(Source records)
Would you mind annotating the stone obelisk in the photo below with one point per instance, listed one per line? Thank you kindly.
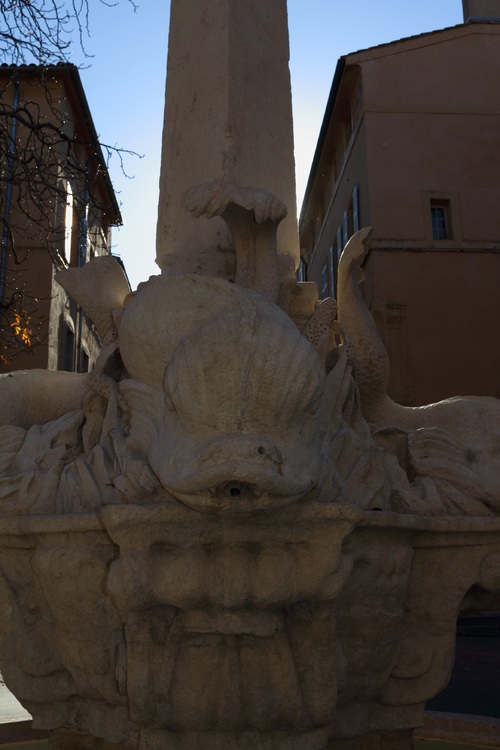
(228, 116)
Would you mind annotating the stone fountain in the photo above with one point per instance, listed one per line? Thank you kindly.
(227, 537)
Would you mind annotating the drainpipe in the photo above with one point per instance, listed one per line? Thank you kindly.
(81, 259)
(8, 190)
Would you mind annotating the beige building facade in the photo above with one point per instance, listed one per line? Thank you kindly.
(410, 146)
(57, 209)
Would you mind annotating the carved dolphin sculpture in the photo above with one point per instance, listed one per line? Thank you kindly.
(456, 440)
(226, 403)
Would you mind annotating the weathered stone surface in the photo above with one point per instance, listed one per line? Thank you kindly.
(226, 537)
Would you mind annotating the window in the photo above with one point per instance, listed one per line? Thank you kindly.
(68, 349)
(355, 210)
(340, 246)
(345, 228)
(324, 282)
(68, 222)
(441, 220)
(331, 260)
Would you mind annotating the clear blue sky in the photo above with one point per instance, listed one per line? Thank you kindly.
(125, 82)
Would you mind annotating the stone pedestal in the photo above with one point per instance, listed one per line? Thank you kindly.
(228, 116)
(384, 741)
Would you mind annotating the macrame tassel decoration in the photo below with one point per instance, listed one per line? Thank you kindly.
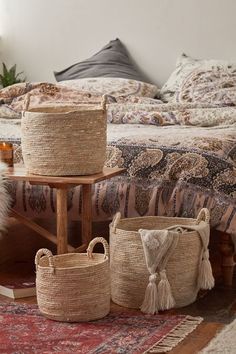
(205, 277)
(165, 298)
(149, 304)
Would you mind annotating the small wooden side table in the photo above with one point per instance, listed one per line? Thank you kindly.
(61, 184)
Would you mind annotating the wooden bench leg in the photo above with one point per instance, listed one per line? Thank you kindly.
(86, 214)
(62, 221)
(227, 253)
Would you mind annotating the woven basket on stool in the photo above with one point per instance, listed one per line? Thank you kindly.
(75, 286)
(129, 274)
(63, 141)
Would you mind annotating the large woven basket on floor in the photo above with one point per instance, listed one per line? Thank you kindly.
(62, 141)
(129, 274)
(74, 286)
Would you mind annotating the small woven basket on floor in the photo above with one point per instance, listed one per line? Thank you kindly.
(129, 273)
(75, 286)
(63, 141)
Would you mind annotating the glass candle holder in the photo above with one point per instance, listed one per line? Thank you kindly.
(6, 153)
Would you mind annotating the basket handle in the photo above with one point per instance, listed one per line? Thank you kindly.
(44, 252)
(94, 242)
(26, 102)
(104, 102)
(204, 215)
(115, 221)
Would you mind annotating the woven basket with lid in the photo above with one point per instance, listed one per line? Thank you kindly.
(75, 286)
(129, 274)
(63, 141)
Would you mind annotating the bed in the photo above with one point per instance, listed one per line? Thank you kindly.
(179, 150)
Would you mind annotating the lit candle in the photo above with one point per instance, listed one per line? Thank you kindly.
(6, 153)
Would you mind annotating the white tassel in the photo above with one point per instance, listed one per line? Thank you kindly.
(205, 277)
(165, 297)
(149, 304)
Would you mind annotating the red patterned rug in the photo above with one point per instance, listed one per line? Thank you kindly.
(24, 330)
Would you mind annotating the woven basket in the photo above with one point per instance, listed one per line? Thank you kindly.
(73, 287)
(63, 141)
(129, 274)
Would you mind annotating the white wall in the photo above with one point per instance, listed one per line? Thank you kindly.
(46, 35)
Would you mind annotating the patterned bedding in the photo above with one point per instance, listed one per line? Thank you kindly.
(179, 158)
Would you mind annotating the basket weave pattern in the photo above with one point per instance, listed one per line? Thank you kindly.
(73, 287)
(62, 141)
(129, 274)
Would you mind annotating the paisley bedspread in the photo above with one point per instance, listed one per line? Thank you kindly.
(178, 157)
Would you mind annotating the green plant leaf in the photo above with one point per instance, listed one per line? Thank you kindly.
(10, 77)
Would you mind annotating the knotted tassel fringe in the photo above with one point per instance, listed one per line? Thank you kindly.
(165, 298)
(205, 277)
(149, 304)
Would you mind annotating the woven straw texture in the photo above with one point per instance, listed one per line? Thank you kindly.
(62, 141)
(73, 287)
(129, 274)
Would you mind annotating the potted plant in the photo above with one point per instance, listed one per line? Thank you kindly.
(9, 76)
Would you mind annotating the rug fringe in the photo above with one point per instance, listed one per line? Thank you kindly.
(175, 336)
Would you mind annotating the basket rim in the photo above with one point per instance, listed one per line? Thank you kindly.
(178, 221)
(100, 255)
(68, 110)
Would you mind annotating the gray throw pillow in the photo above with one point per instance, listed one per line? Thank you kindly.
(111, 61)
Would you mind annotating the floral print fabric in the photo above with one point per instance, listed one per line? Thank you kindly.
(179, 158)
(113, 86)
(205, 81)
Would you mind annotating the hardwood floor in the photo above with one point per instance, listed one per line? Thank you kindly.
(217, 307)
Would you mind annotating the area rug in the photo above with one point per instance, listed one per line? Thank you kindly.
(24, 330)
(224, 342)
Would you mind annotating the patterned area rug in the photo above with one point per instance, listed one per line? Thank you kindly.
(24, 330)
(224, 342)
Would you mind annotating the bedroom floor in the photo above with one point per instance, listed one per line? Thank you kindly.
(217, 307)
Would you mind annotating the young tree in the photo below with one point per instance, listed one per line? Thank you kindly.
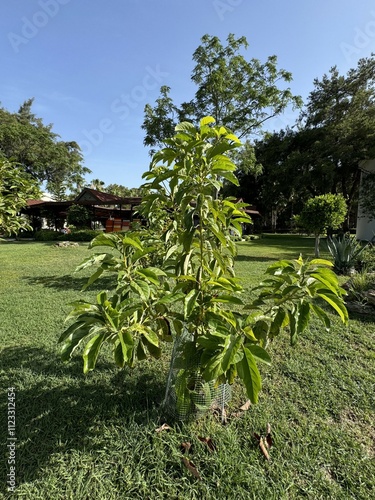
(193, 297)
(16, 188)
(321, 213)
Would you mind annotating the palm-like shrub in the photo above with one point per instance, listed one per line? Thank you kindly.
(345, 252)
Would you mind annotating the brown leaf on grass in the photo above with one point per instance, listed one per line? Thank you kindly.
(268, 439)
(164, 427)
(185, 446)
(263, 448)
(208, 441)
(245, 406)
(191, 467)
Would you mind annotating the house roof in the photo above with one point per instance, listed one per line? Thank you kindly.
(95, 196)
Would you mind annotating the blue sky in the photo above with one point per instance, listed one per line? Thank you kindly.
(92, 65)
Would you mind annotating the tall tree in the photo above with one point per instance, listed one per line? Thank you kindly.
(341, 111)
(37, 149)
(16, 188)
(321, 154)
(240, 94)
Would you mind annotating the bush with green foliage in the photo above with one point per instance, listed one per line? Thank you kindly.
(367, 258)
(194, 291)
(321, 213)
(346, 251)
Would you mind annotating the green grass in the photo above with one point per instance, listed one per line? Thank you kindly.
(93, 437)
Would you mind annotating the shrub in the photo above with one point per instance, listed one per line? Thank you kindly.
(345, 252)
(367, 260)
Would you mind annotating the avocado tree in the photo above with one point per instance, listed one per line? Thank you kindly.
(321, 213)
(193, 293)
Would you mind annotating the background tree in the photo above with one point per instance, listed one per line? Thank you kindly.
(78, 216)
(368, 194)
(321, 213)
(123, 191)
(25, 139)
(16, 188)
(320, 154)
(241, 95)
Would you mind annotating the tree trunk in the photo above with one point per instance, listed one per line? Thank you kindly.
(317, 240)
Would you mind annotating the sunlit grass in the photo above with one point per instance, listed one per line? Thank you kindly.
(94, 436)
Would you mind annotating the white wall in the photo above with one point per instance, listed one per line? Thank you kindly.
(365, 227)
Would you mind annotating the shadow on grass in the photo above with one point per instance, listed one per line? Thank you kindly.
(59, 410)
(68, 281)
(250, 258)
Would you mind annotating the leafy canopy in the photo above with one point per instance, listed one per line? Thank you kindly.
(38, 151)
(239, 94)
(16, 188)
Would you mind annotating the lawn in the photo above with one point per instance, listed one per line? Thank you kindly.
(94, 437)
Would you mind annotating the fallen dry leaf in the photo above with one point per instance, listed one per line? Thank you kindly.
(185, 446)
(208, 441)
(268, 439)
(164, 427)
(191, 467)
(263, 448)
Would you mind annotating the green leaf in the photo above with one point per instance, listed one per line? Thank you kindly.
(190, 302)
(259, 353)
(321, 315)
(321, 262)
(131, 242)
(127, 344)
(249, 374)
(229, 176)
(93, 278)
(230, 353)
(91, 352)
(141, 288)
(303, 316)
(171, 298)
(119, 355)
(151, 336)
(148, 274)
(278, 322)
(227, 299)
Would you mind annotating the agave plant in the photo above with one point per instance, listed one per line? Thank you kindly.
(345, 252)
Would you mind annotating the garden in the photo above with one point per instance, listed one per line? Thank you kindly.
(95, 435)
(179, 359)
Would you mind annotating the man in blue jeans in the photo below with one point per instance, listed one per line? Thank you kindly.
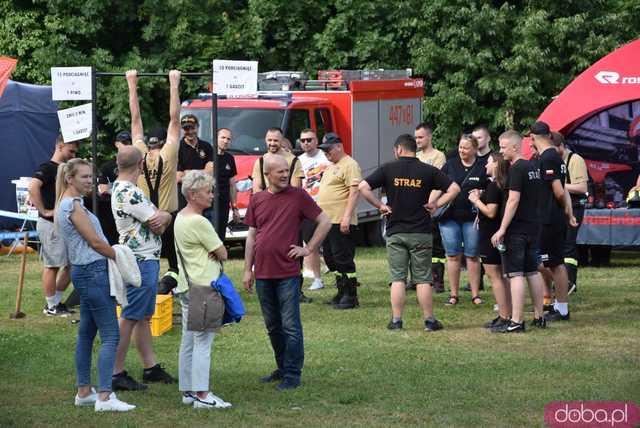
(271, 252)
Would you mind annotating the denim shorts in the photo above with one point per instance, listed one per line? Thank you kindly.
(142, 300)
(458, 237)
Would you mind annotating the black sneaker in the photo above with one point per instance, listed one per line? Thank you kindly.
(123, 382)
(554, 315)
(394, 325)
(432, 325)
(274, 376)
(157, 374)
(539, 322)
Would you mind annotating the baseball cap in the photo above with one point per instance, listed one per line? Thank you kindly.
(329, 140)
(540, 128)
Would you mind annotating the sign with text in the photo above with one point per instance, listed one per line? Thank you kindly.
(235, 78)
(71, 83)
(75, 122)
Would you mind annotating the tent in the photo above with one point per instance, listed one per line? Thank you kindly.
(29, 124)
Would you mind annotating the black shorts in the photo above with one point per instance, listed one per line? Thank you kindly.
(551, 243)
(520, 258)
(308, 228)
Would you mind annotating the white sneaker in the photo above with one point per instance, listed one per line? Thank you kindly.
(89, 400)
(113, 405)
(316, 284)
(210, 402)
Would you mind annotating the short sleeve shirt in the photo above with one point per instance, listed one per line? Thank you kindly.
(277, 218)
(408, 183)
(313, 167)
(196, 238)
(46, 173)
(168, 189)
(334, 188)
(131, 210)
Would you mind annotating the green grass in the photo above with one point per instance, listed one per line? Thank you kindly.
(356, 372)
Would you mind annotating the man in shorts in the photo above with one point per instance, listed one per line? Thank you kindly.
(408, 182)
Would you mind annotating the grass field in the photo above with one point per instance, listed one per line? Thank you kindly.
(357, 373)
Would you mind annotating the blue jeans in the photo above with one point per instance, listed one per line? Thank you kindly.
(97, 314)
(280, 303)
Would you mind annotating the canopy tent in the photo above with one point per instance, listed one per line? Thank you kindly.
(29, 124)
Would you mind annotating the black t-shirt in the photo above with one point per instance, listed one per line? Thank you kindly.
(524, 177)
(476, 178)
(551, 168)
(194, 157)
(46, 173)
(408, 183)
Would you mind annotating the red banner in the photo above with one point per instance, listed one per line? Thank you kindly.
(6, 67)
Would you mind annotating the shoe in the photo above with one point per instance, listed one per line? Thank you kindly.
(287, 384)
(554, 315)
(432, 325)
(89, 400)
(113, 405)
(316, 284)
(188, 398)
(157, 374)
(274, 376)
(211, 401)
(394, 325)
(124, 382)
(539, 322)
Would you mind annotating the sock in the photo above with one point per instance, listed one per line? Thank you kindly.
(51, 301)
(563, 308)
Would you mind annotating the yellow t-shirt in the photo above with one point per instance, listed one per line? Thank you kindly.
(334, 188)
(436, 158)
(168, 191)
(297, 169)
(196, 238)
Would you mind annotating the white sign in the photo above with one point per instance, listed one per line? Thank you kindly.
(75, 123)
(235, 78)
(71, 83)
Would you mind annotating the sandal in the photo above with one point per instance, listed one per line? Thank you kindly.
(453, 300)
(477, 299)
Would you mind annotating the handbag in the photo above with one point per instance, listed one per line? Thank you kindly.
(206, 307)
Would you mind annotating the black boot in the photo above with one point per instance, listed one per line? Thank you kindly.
(349, 298)
(338, 296)
(437, 271)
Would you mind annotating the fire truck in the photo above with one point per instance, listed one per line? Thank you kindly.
(368, 109)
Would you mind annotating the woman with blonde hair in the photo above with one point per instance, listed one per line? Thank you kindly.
(88, 250)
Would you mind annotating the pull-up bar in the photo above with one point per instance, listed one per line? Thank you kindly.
(214, 132)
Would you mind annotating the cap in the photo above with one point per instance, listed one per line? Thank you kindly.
(540, 128)
(188, 119)
(329, 140)
(123, 137)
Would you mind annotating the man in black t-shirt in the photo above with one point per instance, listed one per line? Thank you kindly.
(408, 184)
(518, 232)
(42, 193)
(555, 211)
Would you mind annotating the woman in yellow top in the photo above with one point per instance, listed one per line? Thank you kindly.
(201, 251)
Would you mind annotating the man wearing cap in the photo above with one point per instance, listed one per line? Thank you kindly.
(193, 153)
(555, 204)
(42, 193)
(338, 196)
(158, 180)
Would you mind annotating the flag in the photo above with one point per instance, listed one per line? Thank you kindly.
(6, 67)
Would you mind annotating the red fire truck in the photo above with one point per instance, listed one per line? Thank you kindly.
(367, 108)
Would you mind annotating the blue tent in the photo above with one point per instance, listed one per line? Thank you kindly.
(28, 129)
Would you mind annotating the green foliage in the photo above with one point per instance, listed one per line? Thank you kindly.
(493, 62)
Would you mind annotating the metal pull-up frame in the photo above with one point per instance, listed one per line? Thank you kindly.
(214, 133)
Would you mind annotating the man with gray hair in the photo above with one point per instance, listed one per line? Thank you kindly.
(139, 225)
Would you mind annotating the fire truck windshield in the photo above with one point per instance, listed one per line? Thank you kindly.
(248, 126)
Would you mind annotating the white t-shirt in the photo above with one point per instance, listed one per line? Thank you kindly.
(313, 168)
(131, 210)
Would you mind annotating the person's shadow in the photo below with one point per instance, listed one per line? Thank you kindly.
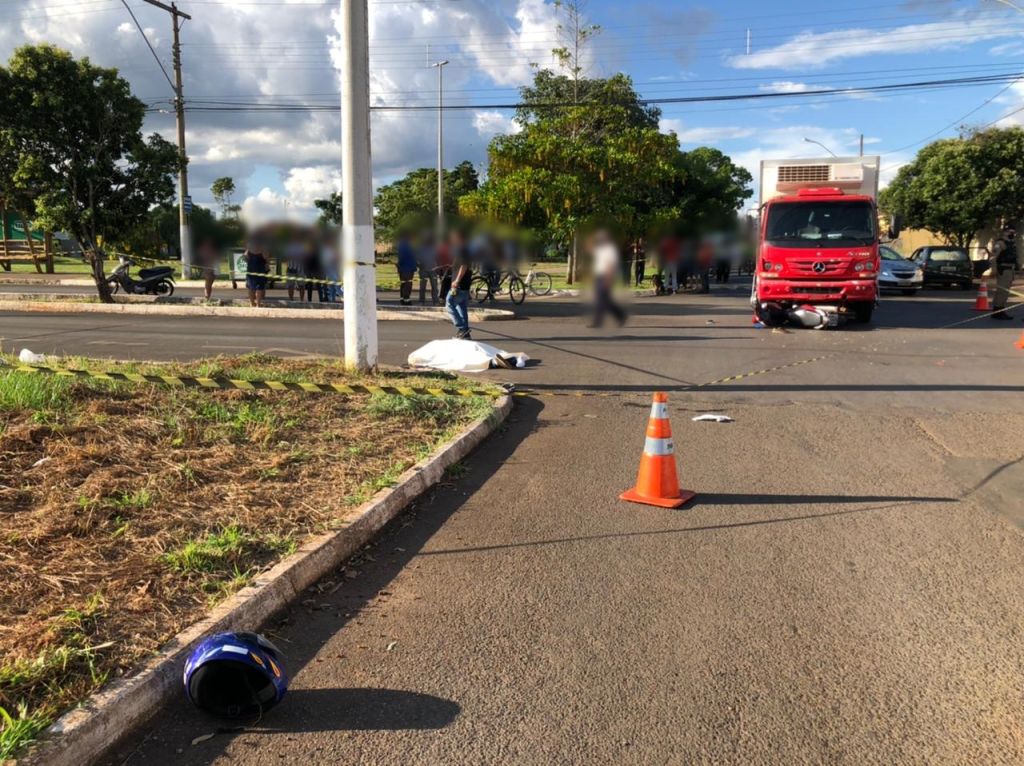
(357, 710)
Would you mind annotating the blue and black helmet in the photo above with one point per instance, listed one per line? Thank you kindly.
(236, 675)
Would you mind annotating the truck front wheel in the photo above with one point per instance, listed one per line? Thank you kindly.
(862, 312)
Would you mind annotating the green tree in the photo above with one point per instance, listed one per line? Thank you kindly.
(222, 190)
(159, 235)
(76, 131)
(570, 167)
(956, 186)
(412, 201)
(330, 208)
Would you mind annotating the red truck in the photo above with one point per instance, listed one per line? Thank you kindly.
(818, 243)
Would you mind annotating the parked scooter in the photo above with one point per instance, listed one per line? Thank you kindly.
(158, 281)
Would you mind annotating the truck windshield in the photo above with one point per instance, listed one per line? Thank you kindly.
(821, 223)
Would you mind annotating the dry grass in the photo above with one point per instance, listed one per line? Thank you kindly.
(152, 504)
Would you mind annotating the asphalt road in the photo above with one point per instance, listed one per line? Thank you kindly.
(845, 589)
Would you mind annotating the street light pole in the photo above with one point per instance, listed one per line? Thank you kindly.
(440, 149)
(357, 215)
(184, 215)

**WRITTEN TASK**
Write out the lines above from the one containing "Would you mind annotating the red truck" through the last, exactly as they are.

**CORRECT RESULT**
Would you mind annotating the red truck in the photo above with one point per instance, listed one per line? Thank you kindly.
(818, 243)
Would you mind annotating the parked scooter in the photo above with one point per instance, listed one per line? Thank you kindly.
(158, 281)
Would you mind annotating the truck windshield in the photo above with one point per instance, listed one per line? Thank you kindly.
(821, 223)
Would you mind annotating the dry grass in the photo above with one point per instance, listed one per line? Thank you kindly.
(152, 504)
Would you mind annotating the asphalt road in the photo above with one point per instance, listed one per line? Thank you kindly.
(845, 589)
Would you mind annotating the street light pole in the photo above with one point per instance, listed one per line? Thank you kindly.
(440, 149)
(357, 215)
(184, 215)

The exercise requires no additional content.